Repeat all of the items below word for word, leaving the pictures out of your answer.

Source data:
* BEGIN *
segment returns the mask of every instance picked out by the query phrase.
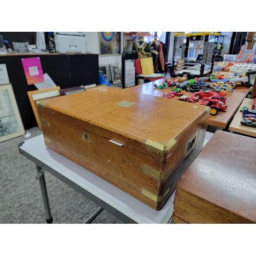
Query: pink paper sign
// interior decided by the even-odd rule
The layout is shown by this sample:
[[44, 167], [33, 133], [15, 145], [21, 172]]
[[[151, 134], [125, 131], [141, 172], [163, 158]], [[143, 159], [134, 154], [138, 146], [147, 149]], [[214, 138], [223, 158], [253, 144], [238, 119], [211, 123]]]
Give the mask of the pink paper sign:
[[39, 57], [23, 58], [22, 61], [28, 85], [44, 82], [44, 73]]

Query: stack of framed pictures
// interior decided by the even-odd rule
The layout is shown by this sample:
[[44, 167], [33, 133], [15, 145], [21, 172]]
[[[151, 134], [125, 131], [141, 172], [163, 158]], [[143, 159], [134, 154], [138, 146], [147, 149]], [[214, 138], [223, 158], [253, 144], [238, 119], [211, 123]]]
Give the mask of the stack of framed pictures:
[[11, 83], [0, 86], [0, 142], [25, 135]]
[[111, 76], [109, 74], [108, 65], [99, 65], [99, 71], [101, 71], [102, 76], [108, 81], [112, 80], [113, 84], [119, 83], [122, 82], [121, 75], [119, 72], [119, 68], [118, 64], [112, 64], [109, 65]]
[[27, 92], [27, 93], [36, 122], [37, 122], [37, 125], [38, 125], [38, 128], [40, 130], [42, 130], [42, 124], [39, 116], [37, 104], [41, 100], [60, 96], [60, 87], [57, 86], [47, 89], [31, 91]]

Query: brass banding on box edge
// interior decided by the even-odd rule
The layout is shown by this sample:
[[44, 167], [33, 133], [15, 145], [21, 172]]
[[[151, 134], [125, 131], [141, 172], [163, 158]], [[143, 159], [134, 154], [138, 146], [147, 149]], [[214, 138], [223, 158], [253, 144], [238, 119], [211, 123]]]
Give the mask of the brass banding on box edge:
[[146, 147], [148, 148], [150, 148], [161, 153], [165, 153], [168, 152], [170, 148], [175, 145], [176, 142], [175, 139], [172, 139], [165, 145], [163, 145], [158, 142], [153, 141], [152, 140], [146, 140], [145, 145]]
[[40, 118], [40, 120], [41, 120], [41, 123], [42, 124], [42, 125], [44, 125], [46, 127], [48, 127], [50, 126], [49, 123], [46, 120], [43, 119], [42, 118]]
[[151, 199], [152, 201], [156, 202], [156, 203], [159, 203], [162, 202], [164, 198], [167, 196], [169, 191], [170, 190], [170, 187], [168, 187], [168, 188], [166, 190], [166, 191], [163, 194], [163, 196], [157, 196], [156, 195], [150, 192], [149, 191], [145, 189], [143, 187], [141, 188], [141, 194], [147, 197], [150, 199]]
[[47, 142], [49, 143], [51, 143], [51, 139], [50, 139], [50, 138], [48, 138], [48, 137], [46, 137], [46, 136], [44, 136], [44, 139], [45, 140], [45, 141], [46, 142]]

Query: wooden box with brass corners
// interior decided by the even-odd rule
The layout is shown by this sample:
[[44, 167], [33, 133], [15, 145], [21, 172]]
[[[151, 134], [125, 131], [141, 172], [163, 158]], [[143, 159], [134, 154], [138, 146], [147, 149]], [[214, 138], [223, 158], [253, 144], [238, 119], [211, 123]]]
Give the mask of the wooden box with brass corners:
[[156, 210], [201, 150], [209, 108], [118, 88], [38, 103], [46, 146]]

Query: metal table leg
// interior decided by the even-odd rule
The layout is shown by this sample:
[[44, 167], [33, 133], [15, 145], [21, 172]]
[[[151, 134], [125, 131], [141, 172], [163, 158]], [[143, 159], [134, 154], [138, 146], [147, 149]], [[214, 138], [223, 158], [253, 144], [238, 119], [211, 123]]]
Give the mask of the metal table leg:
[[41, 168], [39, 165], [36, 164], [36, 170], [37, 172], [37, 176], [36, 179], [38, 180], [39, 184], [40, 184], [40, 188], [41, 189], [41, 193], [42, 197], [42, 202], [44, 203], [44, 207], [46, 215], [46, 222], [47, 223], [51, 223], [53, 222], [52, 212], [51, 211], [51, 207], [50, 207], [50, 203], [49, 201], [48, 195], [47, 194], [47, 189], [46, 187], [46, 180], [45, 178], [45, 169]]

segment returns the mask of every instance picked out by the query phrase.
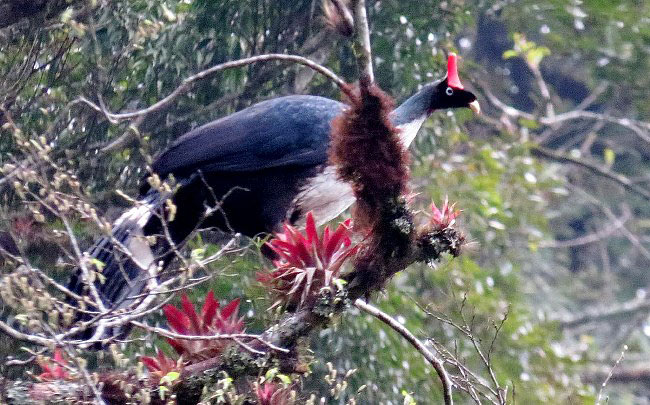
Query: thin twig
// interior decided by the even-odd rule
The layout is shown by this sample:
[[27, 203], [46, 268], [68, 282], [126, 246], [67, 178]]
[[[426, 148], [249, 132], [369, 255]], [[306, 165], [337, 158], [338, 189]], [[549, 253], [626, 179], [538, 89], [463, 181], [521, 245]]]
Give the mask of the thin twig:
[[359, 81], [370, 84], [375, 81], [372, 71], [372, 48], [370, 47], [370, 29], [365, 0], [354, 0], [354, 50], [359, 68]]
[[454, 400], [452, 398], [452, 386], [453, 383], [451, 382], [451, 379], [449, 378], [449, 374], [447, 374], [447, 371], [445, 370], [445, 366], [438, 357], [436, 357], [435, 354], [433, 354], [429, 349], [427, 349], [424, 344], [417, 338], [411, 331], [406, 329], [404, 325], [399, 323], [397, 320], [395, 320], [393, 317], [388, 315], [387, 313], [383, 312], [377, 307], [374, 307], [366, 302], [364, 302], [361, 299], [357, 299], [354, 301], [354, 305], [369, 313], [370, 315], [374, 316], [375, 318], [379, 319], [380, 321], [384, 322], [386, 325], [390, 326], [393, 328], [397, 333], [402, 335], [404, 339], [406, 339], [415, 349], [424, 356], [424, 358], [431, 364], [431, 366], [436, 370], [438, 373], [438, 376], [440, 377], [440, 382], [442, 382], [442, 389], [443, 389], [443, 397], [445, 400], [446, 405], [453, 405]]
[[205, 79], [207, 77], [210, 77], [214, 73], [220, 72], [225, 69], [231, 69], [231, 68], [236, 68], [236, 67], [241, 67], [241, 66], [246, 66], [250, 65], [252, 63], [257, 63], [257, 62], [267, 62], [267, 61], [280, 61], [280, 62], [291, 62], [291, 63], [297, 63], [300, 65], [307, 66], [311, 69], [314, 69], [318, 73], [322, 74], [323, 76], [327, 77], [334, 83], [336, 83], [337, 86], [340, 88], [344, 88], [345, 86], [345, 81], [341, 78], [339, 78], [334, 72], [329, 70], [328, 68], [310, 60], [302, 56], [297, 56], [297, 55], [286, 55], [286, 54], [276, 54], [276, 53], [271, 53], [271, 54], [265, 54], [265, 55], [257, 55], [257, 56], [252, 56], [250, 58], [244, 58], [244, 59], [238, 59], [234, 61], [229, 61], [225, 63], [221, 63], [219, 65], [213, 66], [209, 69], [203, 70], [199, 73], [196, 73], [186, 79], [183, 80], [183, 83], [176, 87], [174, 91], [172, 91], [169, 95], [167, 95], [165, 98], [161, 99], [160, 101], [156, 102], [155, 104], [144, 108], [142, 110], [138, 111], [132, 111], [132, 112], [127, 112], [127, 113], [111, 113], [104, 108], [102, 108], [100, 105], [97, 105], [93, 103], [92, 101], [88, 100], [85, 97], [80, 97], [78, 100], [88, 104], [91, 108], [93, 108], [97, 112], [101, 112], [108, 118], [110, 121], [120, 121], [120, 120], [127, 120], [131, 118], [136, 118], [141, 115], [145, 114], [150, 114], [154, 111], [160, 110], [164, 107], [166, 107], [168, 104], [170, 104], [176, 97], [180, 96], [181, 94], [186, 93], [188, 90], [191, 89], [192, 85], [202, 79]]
* END *
→ RESULT
segment returns the mask of every instance picked out by the query phrase.
Query: pink paper sign
// interior decided by the even-odd rule
The layout is shown by this sample:
[[44, 167], [33, 133], [15, 145], [21, 172]]
[[[151, 134], [125, 131], [141, 172], [163, 158]], [[143, 159], [134, 154], [138, 146], [147, 149]], [[214, 138], [223, 158], [253, 144], [238, 119], [211, 123]]]
Give the mask of the pink paper sign:
[[39, 57], [23, 58], [22, 61], [28, 85], [44, 82], [44, 73]]

Query: stack of framed pictures
// interior decided by the even-odd rule
The layout is shown by this sample:
[[44, 167], [33, 133], [15, 145], [21, 172]]
[[[151, 134], [125, 131], [141, 172], [163, 158]], [[143, 159], [134, 154], [138, 146], [147, 149]], [[214, 138], [223, 158], [253, 144], [238, 119], [211, 123]]]
Give the mask of the stack of framed pictures:
[[11, 83], [0, 86], [0, 142], [25, 135]]
[[111, 76], [109, 74], [108, 65], [99, 65], [99, 71], [101, 71], [102, 76], [108, 81], [112, 80], [113, 84], [119, 83], [122, 82], [121, 75], [119, 72], [119, 68], [118, 64], [112, 64], [109, 65]]
[[27, 92], [27, 93], [36, 122], [37, 122], [37, 125], [38, 125], [38, 128], [40, 130], [42, 130], [42, 124], [39, 116], [37, 104], [41, 100], [60, 96], [60, 87], [57, 86], [47, 89], [31, 91]]

Query: brass banding on box edge
// interior decided by the even-odd rule
The layout is shown by this sample:
[[44, 167], [33, 133], [15, 145], [21, 172]]
[[[151, 134], [125, 131], [141, 172], [163, 158]], [[143, 159], [134, 154], [138, 146], [147, 149]], [[214, 138], [223, 158], [253, 144], [238, 119], [211, 123]]]
Give the mask of the brass banding on box edge:
[[146, 147], [148, 148], [150, 148], [161, 153], [165, 153], [168, 152], [170, 148], [175, 145], [176, 142], [175, 139], [172, 139], [165, 145], [163, 145], [158, 142], [153, 141], [152, 140], [146, 140], [145, 145]]
[[40, 118], [40, 120], [41, 120], [41, 123], [42, 124], [42, 125], [44, 125], [46, 127], [48, 127], [50, 126], [49, 123], [46, 120], [43, 119], [42, 118]]
[[151, 199], [152, 201], [156, 202], [156, 203], [159, 203], [162, 202], [164, 198], [167, 196], [169, 191], [170, 190], [170, 187], [168, 187], [168, 188], [166, 190], [166, 191], [163, 194], [163, 196], [157, 196], [156, 195], [150, 192], [149, 191], [145, 189], [143, 187], [141, 188], [141, 194], [147, 197], [150, 199]]
[[47, 142], [49, 143], [51, 143], [51, 139], [50, 139], [50, 138], [48, 138], [48, 137], [46, 137], [46, 136], [44, 136], [44, 139], [45, 140], [45, 141], [46, 142]]

Query: wooden box with brass corners
// interior decided by the even-odd rule
The layout is shown by this sample:
[[44, 167], [33, 133], [15, 145], [21, 172]]
[[[151, 134], [125, 131], [141, 172], [163, 158]], [[143, 159], [134, 154], [138, 146], [147, 149]], [[214, 138], [223, 158], [253, 144], [238, 119], [211, 123]]]
Give the mask of the wooden box with brass corners:
[[156, 210], [201, 150], [209, 108], [118, 88], [38, 103], [46, 146]]

Query: metal table leg
// interior decided by the even-odd rule
The layout is shown by this sample:
[[44, 167], [33, 133], [15, 145], [21, 172]]
[[[151, 134], [125, 131], [141, 172], [163, 158]], [[143, 159], [134, 154], [138, 146], [147, 149]], [[214, 138], [223, 158], [253, 144], [238, 119], [211, 123]]]
Give the mask of the metal table leg:
[[41, 168], [39, 165], [36, 164], [36, 170], [37, 172], [37, 176], [36, 179], [38, 180], [39, 184], [40, 184], [40, 188], [41, 189], [41, 193], [42, 197], [42, 202], [44, 203], [44, 207], [46, 215], [46, 222], [47, 223], [51, 223], [53, 222], [52, 212], [51, 211], [51, 207], [50, 207], [50, 203], [49, 201], [48, 195], [47, 194], [47, 189], [46, 187], [46, 180], [45, 178], [45, 169]]

segment returns the mask of every instance picked out by the query phrase.
Query: thin twig
// interior decided by the even-odd rule
The layout is shown by this sample:
[[27, 203], [46, 268], [68, 282], [126, 246], [67, 178]]
[[[426, 148], [249, 132], [369, 255]], [[306, 165], [337, 158], [338, 189]], [[549, 253], [626, 179], [538, 89], [463, 181], [521, 245]]]
Give the mask of the thin twig:
[[359, 81], [370, 84], [375, 81], [372, 71], [372, 48], [370, 47], [370, 29], [365, 0], [354, 0], [354, 50], [359, 68]]
[[454, 400], [452, 398], [452, 386], [453, 383], [451, 382], [451, 379], [449, 378], [449, 374], [447, 374], [447, 371], [445, 370], [445, 366], [438, 357], [436, 357], [435, 354], [433, 354], [429, 349], [427, 349], [424, 344], [417, 338], [411, 331], [406, 329], [404, 325], [399, 323], [397, 320], [395, 320], [393, 317], [388, 315], [387, 313], [383, 312], [377, 307], [374, 307], [366, 302], [364, 302], [361, 299], [357, 299], [354, 301], [354, 305], [369, 313], [370, 315], [374, 316], [375, 318], [379, 319], [380, 321], [384, 322], [386, 325], [390, 326], [393, 328], [397, 333], [402, 335], [404, 339], [406, 339], [415, 349], [424, 356], [424, 358], [431, 364], [431, 366], [436, 370], [438, 373], [438, 376], [440, 377], [440, 382], [442, 382], [442, 389], [443, 389], [443, 397], [445, 400], [446, 405], [453, 405]]
[[205, 79], [207, 77], [210, 77], [214, 73], [220, 72], [225, 69], [231, 69], [231, 68], [236, 68], [236, 67], [241, 67], [241, 66], [246, 66], [250, 65], [252, 63], [257, 63], [257, 62], [267, 62], [267, 61], [280, 61], [280, 62], [291, 62], [291, 63], [297, 63], [300, 65], [307, 66], [311, 69], [314, 69], [318, 73], [322, 74], [323, 76], [327, 77], [334, 83], [336, 83], [337, 86], [340, 88], [344, 88], [345, 86], [345, 81], [341, 78], [339, 78], [334, 72], [329, 70], [328, 68], [310, 60], [302, 56], [297, 56], [297, 55], [286, 55], [286, 54], [276, 54], [276, 53], [271, 53], [271, 54], [265, 54], [265, 55], [257, 55], [257, 56], [252, 56], [250, 58], [244, 58], [244, 59], [238, 59], [234, 61], [229, 61], [225, 63], [221, 63], [219, 65], [213, 66], [209, 69], [203, 70], [199, 73], [196, 73], [186, 79], [183, 80], [183, 83], [176, 87], [174, 91], [172, 91], [169, 95], [167, 95], [165, 98], [161, 99], [160, 101], [156, 102], [155, 104], [144, 108], [142, 110], [138, 111], [132, 111], [132, 112], [127, 112], [127, 113], [111, 113], [104, 108], [102, 108], [100, 105], [97, 105], [93, 103], [92, 101], [88, 100], [85, 97], [80, 97], [78, 100], [88, 104], [91, 108], [93, 108], [97, 112], [101, 112], [108, 118], [110, 121], [120, 121], [120, 120], [127, 120], [131, 118], [136, 118], [141, 115], [145, 114], [150, 114], [154, 111], [160, 110], [164, 107], [166, 107], [168, 104], [170, 104], [176, 97], [180, 96], [181, 94], [186, 93], [188, 90], [191, 89], [192, 85], [202, 79]]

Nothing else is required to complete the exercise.